### Challenge
Echo the passage of the news report on the Belize Constitution 9th Amendment Bill word for word, from "Opponents of the" to "through a petition.".

** start Extract provided **

General“A whirlwind over nonsense!” – Lois Young
When Prime Minister Dean Barrow proclaimed in the House of Representatives last Friday, that the passage of the Belize Constitution 9th Amendment Bill in the House was his party’s “finest hour,” he may have spoken prematurely.
  
Opponents of the bill, dubbed the “Ashcroft Alliance,” on Friday, managed to invoke a special sitting of the Belize Court of Appeal on Saturday, to ask the court for an injunction to prevent the Attorney General from passing the bill for signing to the Governor General, until a referendum is held, as has been requested by purportedly 21,000 voters through a petition.
  
On Saturday morning at approximately 10:00, a former Attorney General of the United Kingdom (UK), Lord Peter Goldsmith, and former PUP minister, attorney Godfrey Smith, appeared for PUP functionaries Vaughan Gill and Ricardo Castillo, and senior attorney, Lois Young, appeared for Government before a single judge of the Court of Appeal, Justice Douglas Mendes.

** end Extract provided **
** start Records supplied **

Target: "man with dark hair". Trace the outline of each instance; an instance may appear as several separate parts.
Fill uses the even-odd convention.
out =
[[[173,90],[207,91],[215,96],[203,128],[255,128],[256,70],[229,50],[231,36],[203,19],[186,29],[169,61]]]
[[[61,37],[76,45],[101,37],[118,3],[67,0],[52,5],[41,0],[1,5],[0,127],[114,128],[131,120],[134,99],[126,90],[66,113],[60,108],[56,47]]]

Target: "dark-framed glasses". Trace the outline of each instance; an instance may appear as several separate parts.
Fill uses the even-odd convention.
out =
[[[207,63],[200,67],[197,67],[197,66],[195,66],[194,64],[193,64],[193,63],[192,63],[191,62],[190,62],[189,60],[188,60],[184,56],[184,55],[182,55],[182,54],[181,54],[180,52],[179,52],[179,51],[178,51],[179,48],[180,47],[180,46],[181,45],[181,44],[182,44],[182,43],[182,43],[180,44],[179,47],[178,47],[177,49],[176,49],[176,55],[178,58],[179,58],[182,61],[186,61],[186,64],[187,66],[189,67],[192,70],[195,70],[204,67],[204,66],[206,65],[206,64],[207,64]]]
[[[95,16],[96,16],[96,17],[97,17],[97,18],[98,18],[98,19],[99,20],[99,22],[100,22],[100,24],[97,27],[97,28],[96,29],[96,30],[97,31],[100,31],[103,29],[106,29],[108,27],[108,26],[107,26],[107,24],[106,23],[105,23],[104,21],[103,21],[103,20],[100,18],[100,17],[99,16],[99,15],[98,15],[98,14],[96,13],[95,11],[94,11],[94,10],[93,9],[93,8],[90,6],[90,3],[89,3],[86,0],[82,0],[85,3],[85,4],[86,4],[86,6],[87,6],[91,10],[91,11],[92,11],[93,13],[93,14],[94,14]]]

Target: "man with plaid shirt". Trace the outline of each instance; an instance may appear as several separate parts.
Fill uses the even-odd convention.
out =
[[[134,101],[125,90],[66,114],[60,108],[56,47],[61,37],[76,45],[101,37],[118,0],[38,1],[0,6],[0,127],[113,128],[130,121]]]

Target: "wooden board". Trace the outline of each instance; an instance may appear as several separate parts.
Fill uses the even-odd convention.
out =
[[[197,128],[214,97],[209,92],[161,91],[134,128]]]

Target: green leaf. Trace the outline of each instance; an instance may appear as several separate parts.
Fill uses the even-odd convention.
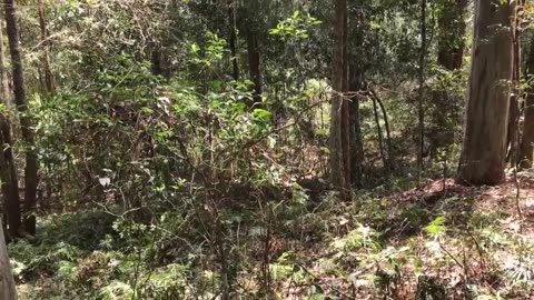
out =
[[[433,236],[444,233],[447,230],[447,228],[445,227],[445,217],[437,217],[427,227],[425,227],[424,230],[426,233]]]

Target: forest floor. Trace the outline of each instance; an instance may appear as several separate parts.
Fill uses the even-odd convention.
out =
[[[510,177],[498,187],[472,188],[441,179],[408,190],[379,188],[362,192],[354,203],[325,196],[308,213],[289,220],[289,229],[274,230],[269,237],[271,279],[263,283],[274,292],[266,298],[534,299],[534,178],[520,173],[518,182],[518,194]],[[44,231],[56,234],[67,228],[70,231],[58,233],[58,240],[78,234],[82,240],[76,244],[103,239],[76,230],[108,230],[76,229],[78,217],[58,218],[47,222],[50,228]],[[256,281],[265,258],[263,241],[250,241],[243,250],[249,261],[238,278],[240,299],[259,299],[250,291],[260,290]],[[119,280],[110,271],[113,263],[120,264],[116,260],[126,260],[123,256],[106,254],[112,258],[103,263],[98,253],[111,251],[102,241],[87,251],[65,250],[70,249],[65,238],[58,244],[39,246],[40,250],[10,246],[20,299],[129,299],[112,286]],[[190,291],[184,298],[208,299]]]

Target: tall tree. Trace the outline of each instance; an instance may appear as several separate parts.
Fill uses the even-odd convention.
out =
[[[467,0],[443,0],[438,2],[437,12],[437,64],[446,71],[462,68],[465,51],[465,13]],[[454,142],[454,130],[451,126],[454,110],[451,94],[446,90],[432,93],[433,127],[429,129],[432,154],[437,149]]]
[[[524,0],[516,0],[517,9],[522,9],[524,6]],[[517,18],[515,18],[515,31],[514,31],[514,70],[512,74],[512,86],[513,92],[510,99],[510,117],[508,117],[508,134],[507,134],[507,149],[508,150],[508,159],[513,166],[516,166],[518,162],[520,156],[520,118],[521,116],[521,107],[520,107],[520,98],[521,98],[521,67],[522,67],[522,48],[521,48],[521,23],[522,23],[522,16],[523,13],[520,12]]]
[[[0,223],[1,221],[2,217],[0,217]],[[11,264],[9,262],[8,249],[6,248],[6,238],[2,228],[0,228],[0,299],[17,300],[17,289],[11,272]]]
[[[4,212],[9,226],[9,234],[17,237],[20,232],[21,214],[18,188],[17,166],[13,156],[13,138],[11,126],[11,91],[9,89],[8,71],[3,46],[3,20],[0,20],[0,84],[1,102],[6,111],[0,114],[0,179],[4,199]]]
[[[531,40],[531,49],[526,59],[526,80],[531,82],[525,91],[525,119],[523,122],[523,136],[521,139],[520,163],[523,169],[532,168],[534,161],[534,39]]]
[[[237,28],[236,28],[236,8],[233,0],[228,1],[228,24],[230,31],[230,53],[231,53],[231,67],[233,76],[235,80],[239,80],[239,61],[237,59]]]
[[[504,180],[515,1],[475,2],[474,46],[457,181],[498,184]]]
[[[39,28],[41,30],[41,48],[42,48],[42,68],[44,69],[44,87],[47,93],[51,94],[56,90],[56,82],[50,64],[50,39],[48,34],[47,19],[44,17],[44,7],[42,0],[38,0]]]
[[[335,0],[336,36],[333,88],[335,94],[330,113],[330,169],[334,187],[340,199],[347,200],[350,191],[350,137],[349,106],[344,92],[348,89],[347,1]]]
[[[24,72],[22,66],[22,56],[20,51],[19,26],[17,23],[17,7],[14,0],[4,0],[6,26],[9,39],[9,50],[11,53],[11,64],[13,68],[13,89],[14,102],[20,112],[20,127],[22,140],[26,146],[26,168],[24,168],[24,229],[30,234],[36,233],[36,217],[33,216],[37,206],[37,184],[38,184],[38,163],[34,149],[33,120],[29,114],[28,101],[26,97]]]
[[[263,84],[261,84],[261,58],[259,54],[259,43],[256,32],[249,31],[247,33],[247,52],[248,52],[248,68],[250,78],[254,82],[254,103],[261,102]]]
[[[417,182],[421,183],[423,173],[423,153],[425,151],[425,69],[426,69],[426,0],[421,0],[421,50],[419,50],[419,99],[417,103],[418,110],[418,153],[417,153]]]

** end Records supplied **

### Solution below
Opponents of the bill, dubbed the “Ashcroft Alliance,” on Friday, managed to invoke a special sitting of the Belize Court of Appeal on Saturday, to ask the court for an injunction to prevent the Attorney General from passing the bill for signing to the Governor General, until a referendum is held, as has been requested by purportedly 21,000 voters through a petition.